-- BEGIN Document excerpt --

A car advertising Jerrel Dean Nixon's rose business parked near where Nixon was fatally struck in a hit-and-run at the intersection of Natural Bridge Avenue and Farrar Street on Monday, May 18, 2015. Photo by Cristina Fletes-Boutte, cfletes-boutte@post-dispatch.com

ST. LOUIS • The driver who struck Jerrel Nixon, better known as St. Louis’ “Rose Man,” was drunk and speeding last May when he hit Nixon in a crosswalk and left the scene, police say.

Circuit Attorney Jennifer Joyce’s office charged Antonio Cooper, of the 4500 block of Margaretta Avenue, with first-degree involuntary manslaughter on Wednesday. He is being held in lieu of $150,000 cash-only bail.

Witnesses told police that Cooper was speeding in a 2011 Chrysler 200 and ran a red light in the 2600 block of Natural Bridge Road just before midnight May 17 when he struck Nixon, 64.

Nixon, of the 5900 block of Hamilton Terrace, was pronounced dead at the scene. Police found the vehicle about a block away near Natural Bridge and Parnell Street and arrested the driver, but the investigation continued and warrants were not issued until Wednesday.

-- END Document excerpt --
-- BEGIN Items --

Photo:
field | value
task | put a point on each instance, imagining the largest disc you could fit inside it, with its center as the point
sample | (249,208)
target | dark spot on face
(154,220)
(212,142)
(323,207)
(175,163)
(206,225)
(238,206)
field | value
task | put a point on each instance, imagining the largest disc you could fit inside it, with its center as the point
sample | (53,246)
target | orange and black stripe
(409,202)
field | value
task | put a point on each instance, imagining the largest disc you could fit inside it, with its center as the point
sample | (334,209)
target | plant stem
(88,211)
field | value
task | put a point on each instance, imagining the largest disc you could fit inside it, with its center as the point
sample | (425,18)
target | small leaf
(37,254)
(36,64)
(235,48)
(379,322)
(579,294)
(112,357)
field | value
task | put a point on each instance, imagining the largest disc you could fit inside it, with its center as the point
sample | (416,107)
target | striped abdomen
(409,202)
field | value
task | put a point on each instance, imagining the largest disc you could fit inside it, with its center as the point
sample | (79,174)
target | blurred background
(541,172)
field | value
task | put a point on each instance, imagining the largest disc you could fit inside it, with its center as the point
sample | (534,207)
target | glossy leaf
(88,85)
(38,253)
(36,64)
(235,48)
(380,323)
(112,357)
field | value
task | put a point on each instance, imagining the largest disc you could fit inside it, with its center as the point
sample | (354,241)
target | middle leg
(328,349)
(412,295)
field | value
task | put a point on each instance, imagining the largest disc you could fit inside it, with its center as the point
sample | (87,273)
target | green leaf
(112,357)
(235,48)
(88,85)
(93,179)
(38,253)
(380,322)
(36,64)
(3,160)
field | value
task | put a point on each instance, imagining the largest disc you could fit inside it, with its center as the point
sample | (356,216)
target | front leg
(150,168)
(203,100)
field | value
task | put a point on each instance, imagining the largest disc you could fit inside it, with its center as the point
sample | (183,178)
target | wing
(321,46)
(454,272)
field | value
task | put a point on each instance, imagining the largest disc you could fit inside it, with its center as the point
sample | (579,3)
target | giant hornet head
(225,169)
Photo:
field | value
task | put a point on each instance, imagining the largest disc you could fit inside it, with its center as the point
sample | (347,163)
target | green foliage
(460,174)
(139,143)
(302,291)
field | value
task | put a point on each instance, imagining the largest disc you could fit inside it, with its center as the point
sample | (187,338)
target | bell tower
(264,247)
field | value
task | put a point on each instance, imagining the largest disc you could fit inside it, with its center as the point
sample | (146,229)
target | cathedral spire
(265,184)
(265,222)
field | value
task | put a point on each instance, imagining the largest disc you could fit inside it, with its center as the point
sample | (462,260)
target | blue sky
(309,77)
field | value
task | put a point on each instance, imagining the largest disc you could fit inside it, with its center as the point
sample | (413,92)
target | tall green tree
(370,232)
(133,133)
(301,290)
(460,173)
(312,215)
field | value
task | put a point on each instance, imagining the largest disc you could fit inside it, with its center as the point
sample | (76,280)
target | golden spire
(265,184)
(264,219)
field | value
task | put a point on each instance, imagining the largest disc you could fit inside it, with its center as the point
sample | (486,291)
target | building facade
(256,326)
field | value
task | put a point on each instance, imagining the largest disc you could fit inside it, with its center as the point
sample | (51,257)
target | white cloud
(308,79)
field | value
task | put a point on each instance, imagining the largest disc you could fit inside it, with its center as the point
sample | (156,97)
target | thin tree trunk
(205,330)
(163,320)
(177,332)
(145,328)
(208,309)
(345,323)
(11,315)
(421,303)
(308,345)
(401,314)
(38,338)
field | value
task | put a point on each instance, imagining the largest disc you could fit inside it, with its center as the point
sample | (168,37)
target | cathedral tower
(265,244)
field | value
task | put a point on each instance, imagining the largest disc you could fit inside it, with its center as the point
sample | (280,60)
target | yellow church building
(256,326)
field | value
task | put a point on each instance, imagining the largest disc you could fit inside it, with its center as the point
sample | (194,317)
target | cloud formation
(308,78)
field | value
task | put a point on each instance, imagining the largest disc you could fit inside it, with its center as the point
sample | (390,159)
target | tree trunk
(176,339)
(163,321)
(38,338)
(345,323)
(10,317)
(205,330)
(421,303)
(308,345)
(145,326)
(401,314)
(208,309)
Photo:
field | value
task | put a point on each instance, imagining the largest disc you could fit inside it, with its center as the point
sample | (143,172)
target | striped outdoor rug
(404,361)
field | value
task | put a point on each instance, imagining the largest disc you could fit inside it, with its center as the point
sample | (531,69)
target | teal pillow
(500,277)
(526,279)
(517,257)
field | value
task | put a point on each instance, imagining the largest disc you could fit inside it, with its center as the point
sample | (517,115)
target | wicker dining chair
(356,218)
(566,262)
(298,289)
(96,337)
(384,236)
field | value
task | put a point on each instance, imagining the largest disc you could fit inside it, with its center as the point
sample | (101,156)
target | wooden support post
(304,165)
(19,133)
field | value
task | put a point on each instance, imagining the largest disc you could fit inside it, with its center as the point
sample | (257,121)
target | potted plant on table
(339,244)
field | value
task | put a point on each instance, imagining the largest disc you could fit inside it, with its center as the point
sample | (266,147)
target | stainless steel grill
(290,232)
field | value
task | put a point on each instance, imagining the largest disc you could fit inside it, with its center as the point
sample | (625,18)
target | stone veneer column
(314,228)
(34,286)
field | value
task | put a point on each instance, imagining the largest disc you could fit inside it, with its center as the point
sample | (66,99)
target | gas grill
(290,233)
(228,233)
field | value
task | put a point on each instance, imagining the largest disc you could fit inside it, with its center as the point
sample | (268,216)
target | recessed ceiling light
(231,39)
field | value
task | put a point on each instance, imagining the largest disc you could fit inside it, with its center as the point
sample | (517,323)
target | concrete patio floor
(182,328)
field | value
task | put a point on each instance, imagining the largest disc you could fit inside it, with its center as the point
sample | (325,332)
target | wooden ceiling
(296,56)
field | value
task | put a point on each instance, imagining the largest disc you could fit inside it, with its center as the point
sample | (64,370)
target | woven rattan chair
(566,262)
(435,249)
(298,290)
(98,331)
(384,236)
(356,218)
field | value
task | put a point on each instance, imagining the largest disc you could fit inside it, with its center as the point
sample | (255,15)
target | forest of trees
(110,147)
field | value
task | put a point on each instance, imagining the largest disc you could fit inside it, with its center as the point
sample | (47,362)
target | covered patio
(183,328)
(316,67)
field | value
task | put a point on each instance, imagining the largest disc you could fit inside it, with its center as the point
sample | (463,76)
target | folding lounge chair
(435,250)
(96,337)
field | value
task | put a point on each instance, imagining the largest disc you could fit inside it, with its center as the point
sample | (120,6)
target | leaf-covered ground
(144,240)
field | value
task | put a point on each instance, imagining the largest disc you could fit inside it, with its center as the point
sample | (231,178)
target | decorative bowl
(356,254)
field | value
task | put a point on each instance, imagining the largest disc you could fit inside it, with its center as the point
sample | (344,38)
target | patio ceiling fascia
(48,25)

-- END Items --

▶ _List of tasks_:
(1) Answer these questions from the article about the "Rose Man" hit-and-run:
(a) What charge was filed against Antonio Cooper?
(b) How old was Jerrel Nixon?
(c) Where did police find the vehicle?
(2) Translate this sentence from the "Rose Man" hit-and-run article into Spanish: "He is being held in lieu of $150,000 cash-only bail."
(3) Continue the news article about the "Rose Man" hit-and-run, picking up after its last sentence.
The items are separate material from the article about the hit-and-run death of St. Louis' "Rose Man."

▶ _Set of answers_:
(1)
(a) First-degree involuntary manslaughter.
(b) 64.
(c) About a block away, near Natural Bridge and Parnell Street.

(2) Permanece detenido a falta de pagar una fianza de 150.000 dólares, solo en efectivo.

(3)
Cooper’s blood-alcohol content was greater than 0.149 percent, according to court documents.

Using evidence found on the road and a computer program, St. Louis County police Officer Matthew Wieczorek determined Cooper was driving between 59 and 84 mph in an area where the speed limit is 35 mph, according to the court documents.

Nixon’s brother, Lee Nixon, sold roses at area nightclubs for three decades before he was fatally shot in June 2008.

The case was never solved. After his brother’s death, Jerrel Nixon and his niece Lesia Nixon began selling roses, and Jerrel Nixon adopted his brother’s moniker.

Lesia Nixon told the Post-Dispatch in May that she believes her uncle had just left a regular stop, CW’s Lounge at 2600 Natural Bridge, when he was hit.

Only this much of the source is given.